Data records:
* begin *

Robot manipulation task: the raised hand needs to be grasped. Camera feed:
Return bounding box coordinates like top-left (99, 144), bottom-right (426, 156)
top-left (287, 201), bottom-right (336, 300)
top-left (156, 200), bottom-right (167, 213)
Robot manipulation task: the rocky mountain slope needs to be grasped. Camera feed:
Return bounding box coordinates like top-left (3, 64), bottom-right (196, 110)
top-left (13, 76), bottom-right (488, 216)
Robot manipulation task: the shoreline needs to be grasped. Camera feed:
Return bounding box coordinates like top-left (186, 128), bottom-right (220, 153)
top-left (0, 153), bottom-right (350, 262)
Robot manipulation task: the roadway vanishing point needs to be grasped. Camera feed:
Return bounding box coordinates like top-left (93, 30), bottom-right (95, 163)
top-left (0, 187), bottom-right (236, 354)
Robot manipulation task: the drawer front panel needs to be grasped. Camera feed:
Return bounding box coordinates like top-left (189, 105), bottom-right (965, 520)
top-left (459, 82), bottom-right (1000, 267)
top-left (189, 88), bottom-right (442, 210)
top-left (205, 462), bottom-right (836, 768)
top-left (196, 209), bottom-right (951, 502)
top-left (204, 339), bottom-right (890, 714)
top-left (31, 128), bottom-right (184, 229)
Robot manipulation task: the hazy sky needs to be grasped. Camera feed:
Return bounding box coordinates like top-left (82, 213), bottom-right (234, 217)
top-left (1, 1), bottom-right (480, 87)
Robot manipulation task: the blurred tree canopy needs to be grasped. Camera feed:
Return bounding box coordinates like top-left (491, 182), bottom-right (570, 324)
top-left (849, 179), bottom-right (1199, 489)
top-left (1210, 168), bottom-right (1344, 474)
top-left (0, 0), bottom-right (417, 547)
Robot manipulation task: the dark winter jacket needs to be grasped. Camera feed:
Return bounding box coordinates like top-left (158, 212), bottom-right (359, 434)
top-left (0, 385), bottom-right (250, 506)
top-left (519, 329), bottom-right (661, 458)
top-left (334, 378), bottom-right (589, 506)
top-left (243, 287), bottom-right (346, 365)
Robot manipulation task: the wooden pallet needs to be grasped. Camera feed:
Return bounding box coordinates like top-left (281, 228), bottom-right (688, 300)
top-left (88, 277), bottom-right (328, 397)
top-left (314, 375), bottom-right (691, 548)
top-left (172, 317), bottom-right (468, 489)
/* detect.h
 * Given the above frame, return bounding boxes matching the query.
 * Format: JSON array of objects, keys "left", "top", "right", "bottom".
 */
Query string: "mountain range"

* end *

--- Goal ---
Gather every line in the entries above that contains the word "coordinates", matching its case exactly.

--- Completed exercise ---
Return bounding box coordinates like top-left (99, 144), bottom-right (426, 156)
Return bounding box coordinates like top-left (3, 64), bottom-right (196, 110)
Return bounding box coordinates like top-left (186, 128), bottom-right (220, 153)
Return bounding box coordinates like top-left (93, 30), bottom-right (95, 163)
Return bounding box coordinates like top-left (189, 105), bottom-right (965, 520)
Return bounding box coordinates like top-left (82, 213), bottom-right (234, 217)
Return bounding box coordinates like top-left (491, 182), bottom-right (570, 324)
Return bounding box coordinates like top-left (158, 212), bottom-right (359, 434)
Return bounding box coordinates like top-left (281, 228), bottom-right (688, 300)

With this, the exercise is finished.